• DATA FOR THE TASK:

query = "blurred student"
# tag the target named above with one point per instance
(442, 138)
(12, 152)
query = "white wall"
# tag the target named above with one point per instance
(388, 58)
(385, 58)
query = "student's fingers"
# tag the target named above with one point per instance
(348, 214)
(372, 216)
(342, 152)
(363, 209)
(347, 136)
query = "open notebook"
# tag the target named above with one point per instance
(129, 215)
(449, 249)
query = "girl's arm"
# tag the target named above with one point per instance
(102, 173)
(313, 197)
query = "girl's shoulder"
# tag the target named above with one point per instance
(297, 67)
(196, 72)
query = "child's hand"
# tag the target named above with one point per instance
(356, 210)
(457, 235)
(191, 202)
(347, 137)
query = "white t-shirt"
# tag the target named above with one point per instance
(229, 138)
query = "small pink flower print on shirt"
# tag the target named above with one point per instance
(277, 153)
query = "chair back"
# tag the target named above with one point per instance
* * *
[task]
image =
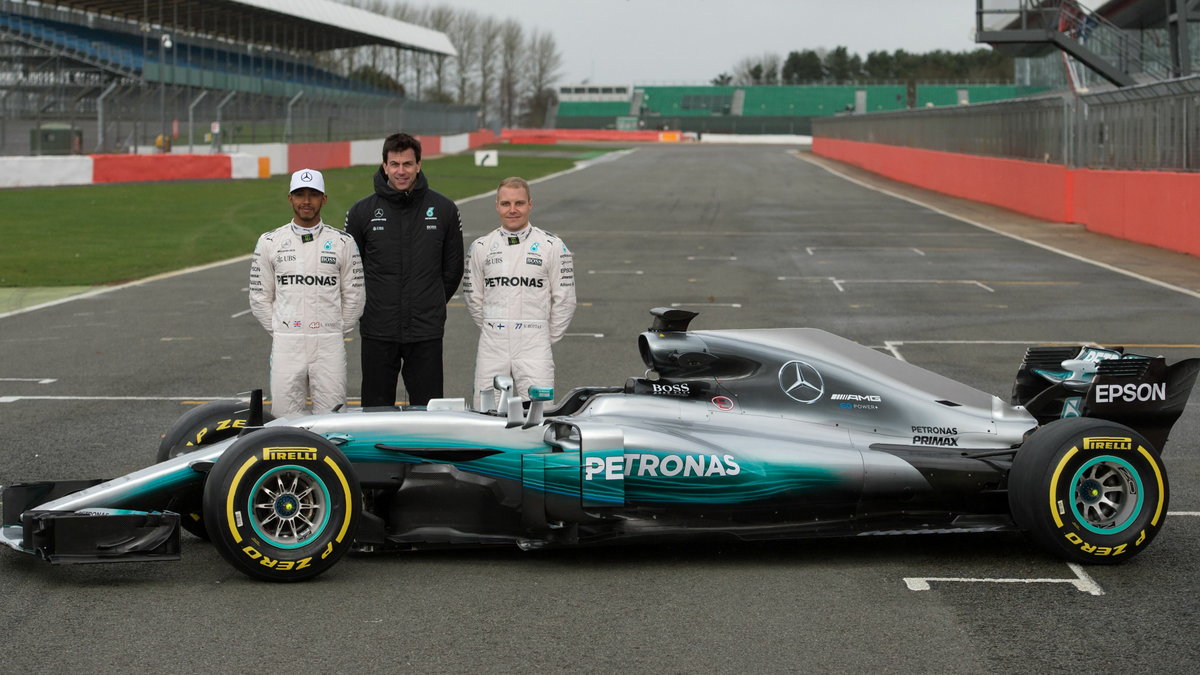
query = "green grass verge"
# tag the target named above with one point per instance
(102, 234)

• REQUEST:
Which lines in the records above contain the word "girl"? Copy out each of those lines and leave out the rest.

• REPLY TO THE EXERCISE:
query = "girl's arm"
query = "girl's shoulder"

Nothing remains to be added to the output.